• PROBLEM TO WORK ON
Copy each of the following entries word for word, keeping every line as it appears.

• RECORD LIST
____________________

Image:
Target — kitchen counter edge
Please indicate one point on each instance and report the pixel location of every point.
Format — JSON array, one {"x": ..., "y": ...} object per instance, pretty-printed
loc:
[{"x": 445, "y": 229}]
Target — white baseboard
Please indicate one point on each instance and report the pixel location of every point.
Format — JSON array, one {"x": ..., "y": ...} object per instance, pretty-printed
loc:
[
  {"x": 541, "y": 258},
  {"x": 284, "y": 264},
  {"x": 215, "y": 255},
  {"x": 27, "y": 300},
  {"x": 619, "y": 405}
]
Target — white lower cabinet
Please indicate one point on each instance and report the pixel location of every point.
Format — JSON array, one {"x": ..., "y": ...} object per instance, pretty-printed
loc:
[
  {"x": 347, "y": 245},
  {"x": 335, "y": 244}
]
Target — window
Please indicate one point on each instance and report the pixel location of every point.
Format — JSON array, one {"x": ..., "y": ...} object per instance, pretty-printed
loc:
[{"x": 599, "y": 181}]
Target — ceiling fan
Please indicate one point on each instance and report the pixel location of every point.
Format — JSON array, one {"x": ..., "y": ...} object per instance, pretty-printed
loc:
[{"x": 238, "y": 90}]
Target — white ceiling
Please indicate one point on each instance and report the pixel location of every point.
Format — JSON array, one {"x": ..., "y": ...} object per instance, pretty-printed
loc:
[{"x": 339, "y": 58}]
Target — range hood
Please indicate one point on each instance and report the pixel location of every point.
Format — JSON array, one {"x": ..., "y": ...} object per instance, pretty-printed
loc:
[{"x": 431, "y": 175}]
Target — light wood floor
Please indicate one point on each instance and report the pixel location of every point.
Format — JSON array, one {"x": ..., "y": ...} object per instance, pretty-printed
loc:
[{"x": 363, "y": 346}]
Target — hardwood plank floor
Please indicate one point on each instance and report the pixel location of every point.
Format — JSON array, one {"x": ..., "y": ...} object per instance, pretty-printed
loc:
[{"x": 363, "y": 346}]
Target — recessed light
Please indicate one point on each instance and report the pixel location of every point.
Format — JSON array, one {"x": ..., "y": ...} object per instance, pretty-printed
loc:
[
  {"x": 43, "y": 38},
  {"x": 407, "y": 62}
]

____________________

• SOLUTION
Image:
Target — kitchen counter edge
Please indicate one point on each instance and report the pixel location of every point.
Format — JSON array, one {"x": ..., "y": ...} object per instance, pretty-printed
loc:
[{"x": 445, "y": 229}]
Target — white baseboard
Please indicate one point on each instance and report the pixel location of every point.
Format — JSON array, one {"x": ..., "y": ...} object per instance, pretty-printed
loc:
[
  {"x": 541, "y": 258},
  {"x": 284, "y": 264},
  {"x": 215, "y": 255},
  {"x": 27, "y": 300},
  {"x": 619, "y": 405}
]
Target — white lower cabinet
Please indicate one point on each instance and report the pixel location of every point.
Format — JSON array, one {"x": ..., "y": ...} object per instance, pretty-printed
loc:
[
  {"x": 347, "y": 245},
  {"x": 335, "y": 244}
]
Target — window
Please indicate one point on each instance and report the pixel location of every point.
Format — JSON array, one {"x": ..., "y": ...} object per instance, pretty-printed
loc:
[{"x": 599, "y": 181}]
Target — ceiling fan
Please indicate one point on each instance and report the pixel location of every point.
Format — JSON array, one {"x": ..., "y": ...} object per instance, pretty-printed
loc:
[{"x": 238, "y": 90}]
Target — white ceiling
Please indicate one point on each instance and report the pixel location of every point.
Format — JSON array, one {"x": ..., "y": ...} object per instance, pretty-printed
loc:
[{"x": 339, "y": 58}]
Target — range hood
Please indicate one point on each instance and report the pixel location of every point.
Format — JSON array, one {"x": ..., "y": ...} object per instance, pretty-printed
loc:
[{"x": 431, "y": 175}]
Target — light wood floor
Please indicate one point on each instance and report the pixel location of every point.
Format — JSON array, one {"x": ..., "y": ...} object per instance, pretty-printed
loc:
[{"x": 363, "y": 346}]
Target — hardwood plank floor
Please indicate one point on each instance and report the pixel location of every point.
Format — JSON array, one {"x": ..., "y": ...} object per instance, pretty-printed
loc:
[{"x": 363, "y": 346}]
Target — recessed light
Please indicate one point on each instance and report the pixel location of every point.
Format — JSON array, one {"x": ..., "y": ...} object per instance, pretty-printed
loc:
[
  {"x": 43, "y": 38},
  {"x": 407, "y": 62}
]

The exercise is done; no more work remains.